• Task prompt
Scan the material for the word "metal", and copy each line where it shows up.
┌──
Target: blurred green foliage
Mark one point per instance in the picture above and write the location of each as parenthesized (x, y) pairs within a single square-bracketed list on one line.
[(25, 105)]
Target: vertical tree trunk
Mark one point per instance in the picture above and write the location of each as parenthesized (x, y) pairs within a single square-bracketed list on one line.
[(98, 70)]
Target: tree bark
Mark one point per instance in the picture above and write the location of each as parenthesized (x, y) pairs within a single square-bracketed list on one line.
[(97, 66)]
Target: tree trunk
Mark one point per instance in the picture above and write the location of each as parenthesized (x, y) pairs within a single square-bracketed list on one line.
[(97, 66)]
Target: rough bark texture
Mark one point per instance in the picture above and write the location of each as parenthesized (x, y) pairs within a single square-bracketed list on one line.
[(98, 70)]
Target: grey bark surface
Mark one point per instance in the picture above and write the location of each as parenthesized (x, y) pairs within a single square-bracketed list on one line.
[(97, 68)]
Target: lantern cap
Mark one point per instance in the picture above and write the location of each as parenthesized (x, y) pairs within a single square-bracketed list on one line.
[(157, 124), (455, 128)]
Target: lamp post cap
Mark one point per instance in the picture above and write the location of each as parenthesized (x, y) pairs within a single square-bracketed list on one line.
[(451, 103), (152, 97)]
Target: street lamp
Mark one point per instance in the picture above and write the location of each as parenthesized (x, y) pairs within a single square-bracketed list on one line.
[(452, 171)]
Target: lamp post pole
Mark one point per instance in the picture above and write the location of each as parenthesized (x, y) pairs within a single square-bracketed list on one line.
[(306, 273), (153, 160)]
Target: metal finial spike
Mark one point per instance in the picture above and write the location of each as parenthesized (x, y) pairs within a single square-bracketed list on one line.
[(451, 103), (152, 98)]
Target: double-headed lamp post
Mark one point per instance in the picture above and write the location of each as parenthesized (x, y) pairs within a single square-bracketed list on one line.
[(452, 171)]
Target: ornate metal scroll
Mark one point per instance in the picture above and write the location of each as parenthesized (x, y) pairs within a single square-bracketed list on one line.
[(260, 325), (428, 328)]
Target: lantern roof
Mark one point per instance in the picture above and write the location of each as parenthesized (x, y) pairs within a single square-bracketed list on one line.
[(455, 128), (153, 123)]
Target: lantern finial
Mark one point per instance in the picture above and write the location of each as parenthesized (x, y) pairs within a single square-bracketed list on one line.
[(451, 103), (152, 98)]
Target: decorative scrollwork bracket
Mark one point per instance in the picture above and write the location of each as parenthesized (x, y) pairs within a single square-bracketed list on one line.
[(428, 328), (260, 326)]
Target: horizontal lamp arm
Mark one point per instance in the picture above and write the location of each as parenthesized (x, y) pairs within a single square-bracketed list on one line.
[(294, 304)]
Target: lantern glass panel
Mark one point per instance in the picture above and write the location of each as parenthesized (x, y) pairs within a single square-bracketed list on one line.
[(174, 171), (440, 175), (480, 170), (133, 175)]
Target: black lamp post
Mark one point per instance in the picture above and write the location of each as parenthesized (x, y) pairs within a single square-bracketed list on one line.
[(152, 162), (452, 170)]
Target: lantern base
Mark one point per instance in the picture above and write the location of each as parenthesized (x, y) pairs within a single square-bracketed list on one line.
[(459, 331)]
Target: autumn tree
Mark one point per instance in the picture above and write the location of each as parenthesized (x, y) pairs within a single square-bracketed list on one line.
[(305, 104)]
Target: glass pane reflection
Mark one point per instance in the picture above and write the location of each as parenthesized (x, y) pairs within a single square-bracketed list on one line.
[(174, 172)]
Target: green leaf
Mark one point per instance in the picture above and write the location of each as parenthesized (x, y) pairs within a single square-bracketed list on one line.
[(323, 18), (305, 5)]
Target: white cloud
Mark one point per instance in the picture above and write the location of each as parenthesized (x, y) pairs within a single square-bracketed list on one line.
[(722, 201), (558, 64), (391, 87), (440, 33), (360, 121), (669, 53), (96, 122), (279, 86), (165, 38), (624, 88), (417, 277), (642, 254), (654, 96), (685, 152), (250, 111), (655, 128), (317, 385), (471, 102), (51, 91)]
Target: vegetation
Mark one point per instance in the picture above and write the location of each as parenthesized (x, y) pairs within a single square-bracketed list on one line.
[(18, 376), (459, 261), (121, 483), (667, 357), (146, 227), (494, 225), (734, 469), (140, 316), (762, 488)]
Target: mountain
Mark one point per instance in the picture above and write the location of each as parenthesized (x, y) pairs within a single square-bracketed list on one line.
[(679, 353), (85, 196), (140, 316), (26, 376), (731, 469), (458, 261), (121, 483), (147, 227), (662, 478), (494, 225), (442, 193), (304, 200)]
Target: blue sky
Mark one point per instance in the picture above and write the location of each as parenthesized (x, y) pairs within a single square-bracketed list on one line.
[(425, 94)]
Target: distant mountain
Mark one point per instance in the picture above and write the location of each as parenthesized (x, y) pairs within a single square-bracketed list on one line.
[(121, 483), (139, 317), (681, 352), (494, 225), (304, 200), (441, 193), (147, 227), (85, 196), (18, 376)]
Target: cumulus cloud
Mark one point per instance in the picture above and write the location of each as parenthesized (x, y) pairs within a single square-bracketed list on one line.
└──
• Output for this exercise
Target: metal finial spike
Target: ornate metal scroll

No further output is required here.